[start of Record excerpts]

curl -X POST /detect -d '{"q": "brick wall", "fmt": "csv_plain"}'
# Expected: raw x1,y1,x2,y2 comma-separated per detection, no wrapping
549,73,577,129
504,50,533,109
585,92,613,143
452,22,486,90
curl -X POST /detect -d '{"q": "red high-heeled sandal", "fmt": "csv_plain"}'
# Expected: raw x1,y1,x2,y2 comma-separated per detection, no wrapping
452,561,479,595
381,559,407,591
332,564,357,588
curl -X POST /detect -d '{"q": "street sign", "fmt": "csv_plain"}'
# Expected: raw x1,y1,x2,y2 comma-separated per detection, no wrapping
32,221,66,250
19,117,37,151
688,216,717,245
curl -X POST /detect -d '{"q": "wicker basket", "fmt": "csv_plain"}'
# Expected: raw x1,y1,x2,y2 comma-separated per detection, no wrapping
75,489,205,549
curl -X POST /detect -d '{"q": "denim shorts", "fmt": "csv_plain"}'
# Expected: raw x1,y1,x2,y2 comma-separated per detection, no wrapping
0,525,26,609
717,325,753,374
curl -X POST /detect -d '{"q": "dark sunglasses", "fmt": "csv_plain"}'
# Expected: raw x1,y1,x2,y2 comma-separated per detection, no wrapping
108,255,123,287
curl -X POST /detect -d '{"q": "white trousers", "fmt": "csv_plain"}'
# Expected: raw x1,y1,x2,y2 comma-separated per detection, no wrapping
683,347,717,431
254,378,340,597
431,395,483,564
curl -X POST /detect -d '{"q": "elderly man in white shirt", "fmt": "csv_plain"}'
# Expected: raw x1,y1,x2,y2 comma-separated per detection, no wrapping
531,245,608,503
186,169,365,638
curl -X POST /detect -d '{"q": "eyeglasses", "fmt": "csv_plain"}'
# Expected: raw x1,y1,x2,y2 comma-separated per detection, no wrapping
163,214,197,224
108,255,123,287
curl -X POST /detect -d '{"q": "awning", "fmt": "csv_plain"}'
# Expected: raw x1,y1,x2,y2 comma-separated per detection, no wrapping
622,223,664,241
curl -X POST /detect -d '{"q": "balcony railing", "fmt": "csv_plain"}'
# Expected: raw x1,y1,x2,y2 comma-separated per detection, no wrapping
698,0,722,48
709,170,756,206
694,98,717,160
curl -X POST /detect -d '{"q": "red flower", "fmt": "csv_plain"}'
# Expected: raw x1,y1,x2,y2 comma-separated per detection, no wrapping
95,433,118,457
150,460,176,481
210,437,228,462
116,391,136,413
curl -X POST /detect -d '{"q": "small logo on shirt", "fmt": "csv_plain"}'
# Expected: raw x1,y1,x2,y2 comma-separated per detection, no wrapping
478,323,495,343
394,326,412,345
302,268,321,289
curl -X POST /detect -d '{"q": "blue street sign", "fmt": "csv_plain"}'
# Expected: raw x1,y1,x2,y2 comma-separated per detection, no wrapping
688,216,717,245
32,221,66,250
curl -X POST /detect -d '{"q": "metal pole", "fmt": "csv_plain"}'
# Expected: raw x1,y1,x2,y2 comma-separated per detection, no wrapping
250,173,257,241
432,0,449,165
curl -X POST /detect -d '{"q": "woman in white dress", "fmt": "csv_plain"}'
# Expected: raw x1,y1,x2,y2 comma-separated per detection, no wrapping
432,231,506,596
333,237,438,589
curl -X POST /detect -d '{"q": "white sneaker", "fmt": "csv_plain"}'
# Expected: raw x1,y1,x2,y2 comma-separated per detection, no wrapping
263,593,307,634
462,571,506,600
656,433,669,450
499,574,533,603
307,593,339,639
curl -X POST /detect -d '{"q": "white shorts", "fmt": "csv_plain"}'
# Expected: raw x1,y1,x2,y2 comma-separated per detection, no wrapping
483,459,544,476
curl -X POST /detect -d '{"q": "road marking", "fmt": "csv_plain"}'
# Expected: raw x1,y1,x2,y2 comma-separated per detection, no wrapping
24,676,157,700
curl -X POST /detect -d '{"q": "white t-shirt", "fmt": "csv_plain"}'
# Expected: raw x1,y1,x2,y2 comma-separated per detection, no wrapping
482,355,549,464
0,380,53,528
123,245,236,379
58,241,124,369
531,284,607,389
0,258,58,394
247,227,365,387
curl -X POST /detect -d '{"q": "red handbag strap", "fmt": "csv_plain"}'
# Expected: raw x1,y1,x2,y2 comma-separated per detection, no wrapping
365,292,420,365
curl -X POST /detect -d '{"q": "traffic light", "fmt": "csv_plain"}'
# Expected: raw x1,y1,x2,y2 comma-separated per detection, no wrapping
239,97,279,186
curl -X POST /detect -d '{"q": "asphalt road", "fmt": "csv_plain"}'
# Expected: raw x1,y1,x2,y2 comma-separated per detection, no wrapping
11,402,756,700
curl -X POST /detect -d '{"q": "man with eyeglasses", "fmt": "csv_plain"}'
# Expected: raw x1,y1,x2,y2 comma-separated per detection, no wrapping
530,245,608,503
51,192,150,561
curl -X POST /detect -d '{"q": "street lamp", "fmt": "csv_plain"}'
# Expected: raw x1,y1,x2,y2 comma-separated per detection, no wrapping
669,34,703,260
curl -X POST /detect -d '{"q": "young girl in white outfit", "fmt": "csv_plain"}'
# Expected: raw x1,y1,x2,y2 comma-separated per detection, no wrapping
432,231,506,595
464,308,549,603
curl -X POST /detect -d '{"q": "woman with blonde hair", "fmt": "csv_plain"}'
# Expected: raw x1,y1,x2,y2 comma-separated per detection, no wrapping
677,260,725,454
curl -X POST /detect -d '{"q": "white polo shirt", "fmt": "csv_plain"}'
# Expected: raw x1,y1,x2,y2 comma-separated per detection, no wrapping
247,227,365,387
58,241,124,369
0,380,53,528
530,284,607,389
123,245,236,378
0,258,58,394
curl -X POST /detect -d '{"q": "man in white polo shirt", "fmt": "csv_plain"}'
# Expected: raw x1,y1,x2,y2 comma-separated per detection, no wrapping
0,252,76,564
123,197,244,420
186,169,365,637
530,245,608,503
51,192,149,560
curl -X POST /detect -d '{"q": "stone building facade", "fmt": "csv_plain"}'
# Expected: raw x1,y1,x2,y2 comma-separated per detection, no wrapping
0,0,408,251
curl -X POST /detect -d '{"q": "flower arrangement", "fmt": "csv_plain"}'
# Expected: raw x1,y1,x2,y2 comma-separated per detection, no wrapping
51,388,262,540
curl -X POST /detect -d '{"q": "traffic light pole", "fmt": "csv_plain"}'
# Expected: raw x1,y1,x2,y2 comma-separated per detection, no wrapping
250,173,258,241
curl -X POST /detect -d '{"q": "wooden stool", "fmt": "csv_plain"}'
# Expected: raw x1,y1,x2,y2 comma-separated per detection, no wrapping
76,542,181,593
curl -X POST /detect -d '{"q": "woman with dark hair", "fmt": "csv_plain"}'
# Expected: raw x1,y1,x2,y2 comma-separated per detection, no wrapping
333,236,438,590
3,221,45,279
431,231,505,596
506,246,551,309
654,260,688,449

[end of Record excerpts]

Reproduce the data above, swapping each "/detect" for "/v2/detect" and keeping everything else unchanged.

• [Solution for this exercise]:
curl -X POST /v2/detect -d '{"q": "brick wall", "fmt": "csv_plain"}'
# Expected: raw x1,y1,x2,y2 comma-separated per detection, no wrapping
549,73,577,129
504,50,533,109
585,92,613,143
452,22,486,90
curl -X POST /v2/detect -d '{"q": "red high-heeled sandal", "fmt": "csv_plain"}'
# Expected: raw x1,y1,x2,y2 comma-separated per detection, no wrapping
452,561,479,595
381,559,407,591
332,564,357,588
curl -X POST /v2/detect -d '{"q": "street sign", "fmt": "csv_plain"}'
# Expected: raw x1,y1,x2,y2 comma-separated per detection, no wrapping
32,221,66,250
19,117,37,151
688,216,717,245
curl -X POST /v2/detect -d '{"q": "wicker basket", "fmt": "csv_plain"}'
# Expected: raw x1,y1,x2,y2 comma-separated per detection, no wrapping
75,489,205,549
curl -X POST /v2/detect -d '{"q": "denim shorts", "fmt": "csv_plain"}'
# Expected: raw x1,y1,x2,y2 comma-separated per detection, no wrapping
0,525,26,609
717,325,753,374
curl -X POST /v2/detect -d '{"q": "dark sunglasses", "fmt": "csv_plain"}'
# Expected: raw x1,y1,x2,y2 comma-separated per detection, no wrapping
108,255,123,287
curl -X POST /v2/detect -d '{"q": "white trousers", "fmt": "csv_plain"}'
# Expected: raw x1,y1,x2,y2 comma-separated per detection, no wrapping
683,347,717,431
254,378,340,597
431,395,483,564
curl -X POST /v2/detect -d '{"q": "elderly man in white shirt", "fmt": "csv_plain"}'
# Expected: raw x1,y1,x2,y2 comma-separated per detection, no wrapping
531,245,608,503
186,169,365,638
curl -X POST /v2/detect -d '{"q": "eyeglasses", "fmt": "csv_plain"}'
# Expected: raw x1,y1,x2,y2 comma-separated per detection, no wrapping
163,214,197,224
108,255,123,287
curl -X POST /v2/detect -d '{"q": "awning", "fmt": "csv_plain"}'
# Expected: raw x1,y1,x2,y2 comma-separated per detection, no wrapping
622,223,664,241
curl -X POST /v2/detect -d '{"q": "balcony railing", "fmt": "csv_plain"}'
# Expected: raw x1,y1,x2,y2 comma-separated per detection, no wrapping
698,0,722,48
709,170,756,206
694,98,717,160
curl -X POST /v2/detect -d '{"q": "red flower", "fmt": "csv_plain"}'
# Expected: raw x1,y1,x2,y2 comma-separated per detection, no wrapping
95,433,118,457
150,460,176,481
210,437,228,462
116,391,136,413
curl -X POST /v2/detect -d '{"q": "small logo on shirt", "fmt": "csv_plain"}'
# Expected: raw x1,y1,x2,y2 comma-separated per detection, no wrapping
478,323,495,343
394,326,412,345
302,268,321,289
curl -X POST /v2/detect -d '{"q": "blue street sign", "fmt": "csv_plain"}'
# Expected: raw x1,y1,x2,y2 comma-separated per detection, no wrapping
688,216,717,245
32,221,66,250
curl -X POST /v2/detect -d '{"q": "metal pole", "fmt": "csv_plain"}'
# Expected: raw x1,y1,x2,y2 comma-separated per detection, no wrapping
250,173,257,241
432,0,449,165
curl -X POST /v2/detect -d '{"q": "woman in white dress", "fmt": "csv_plain"}'
# Expected: raw x1,y1,x2,y2 comma-separated per detection, no wrapping
432,231,506,596
333,237,438,589
curl -X POST /v2/detect -d '{"q": "white sneaker", "fmt": "csv_plain"}'
# Expected: raw x1,y1,x2,y2 comma-separated per detection, no wrapping
263,593,307,634
462,571,506,600
656,433,669,450
499,574,533,603
307,593,339,639
curl -X POST /v2/detect -d '{"q": "white shorts", "fmt": "csv_plain"}'
# Expected: raw x1,y1,x2,y2 comma-separated per detection, no wrapping
483,459,544,476
curl -X POST /v2/detect -d '{"q": "road marking", "fmt": "csv_plain"}'
# Expected: raw x1,y1,x2,y2 comma-separated per detection, no wrapping
24,676,157,700
curl -X POST /v2/detect -d '{"q": "white t-shirt", "fmt": "csv_plain"}'
# Expected: raw x1,y1,x2,y2 comma-separated per detection, no wrapping
482,355,549,464
0,380,53,528
123,245,236,379
58,241,124,369
531,284,607,389
0,258,58,394
247,227,365,387
curl -X POST /v2/detect -d '{"q": "red handbag strap", "fmt": "csv_plain"}'
# Expected: raw x1,y1,x2,y2 comma-separated per detection, no wrapping
365,292,420,365
curl -X POST /v2/detect -d '{"q": "traffic light", "fmt": "csv_plain"}'
# Expected: raw x1,y1,x2,y2 comma-separated per detection, no wrapping
239,97,279,186
curl -X POST /v2/detect -d '{"q": "asphalt road", "fmt": "csv_plain"}'
# Expected: raw x1,y1,x2,y2 comma-separated per detection, no wrapping
11,402,756,700
curl -X POST /v2/detect -d '{"q": "man with eyeglasses", "fmt": "csv_plain"}'
# Expected: raw x1,y1,x2,y2 comma-separated per detection, no wrapping
530,245,608,503
51,192,150,561
curl -X POST /v2/detect -d '{"q": "street lamp", "fmt": "csv_plain"}'
# Expected: raw x1,y1,x2,y2 comma-separated per detection, no wrapping
669,34,703,260
curl -X POST /v2/detect -d '{"q": "young girl in white outfit", "fmt": "csv_plain"}'
# Expected: raw x1,y1,x2,y2 comma-separated per detection, no wrapping
432,231,506,595
464,308,549,603
curl -X POST /v2/detect -d '{"q": "woman with blonde hair", "fmt": "csv_plain"}'
# Expected: raw x1,y1,x2,y2 comma-separated per detection, no wrapping
677,260,725,454
curl -X POST /v2/detect -d '{"q": "white polo shirt", "fmt": "csv_plain"}'
# Expected: raw x1,y1,x2,y2 comma-separated per detection, no wrapping
247,227,365,387
58,241,124,369
0,380,53,528
530,284,607,389
123,245,236,378
0,258,58,394
curl -X POST /v2/detect -d '{"q": "man in white polo shirt", "fmt": "csv_plain"}'
# Expected: raw x1,y1,x2,y2 comma-separated per detection, no wrapping
0,252,76,564
123,197,244,420
186,169,365,637
530,245,608,503
51,192,149,560
curl -X POST /v2/detect -d '{"q": "stone building facade", "fmt": "csv_plain"}'
# Expected: raw x1,y1,x2,y2 comma-separated per detection, no wrapping
0,0,408,251
curl -X POST /v2/detect -d '{"q": "flower arrangement", "fmt": "csv_plain"}'
# Expected: raw x1,y1,x2,y2 comma-separated per detection, no wrapping
51,388,262,540
curl -X POST /v2/detect -d '{"q": "traffic light pole", "fmt": "csv_plain"}'
# Expected: raw x1,y1,x2,y2 comma-separated per detection, no wrapping
250,173,258,241
curl -X POST /v2/detect -d '{"q": "wooden stool", "fmt": "csv_plain"}'
# Expected: raw x1,y1,x2,y2 comma-separated per detection, no wrapping
76,542,181,593
curl -X POST /v2/detect -d '{"q": "woman with dark hair", "fmt": "csv_plain"}'
# Expected: raw x1,y1,x2,y2 comma-separated per detection, no wrapping
333,236,438,590
3,221,45,279
431,231,505,596
506,246,551,309
654,260,688,449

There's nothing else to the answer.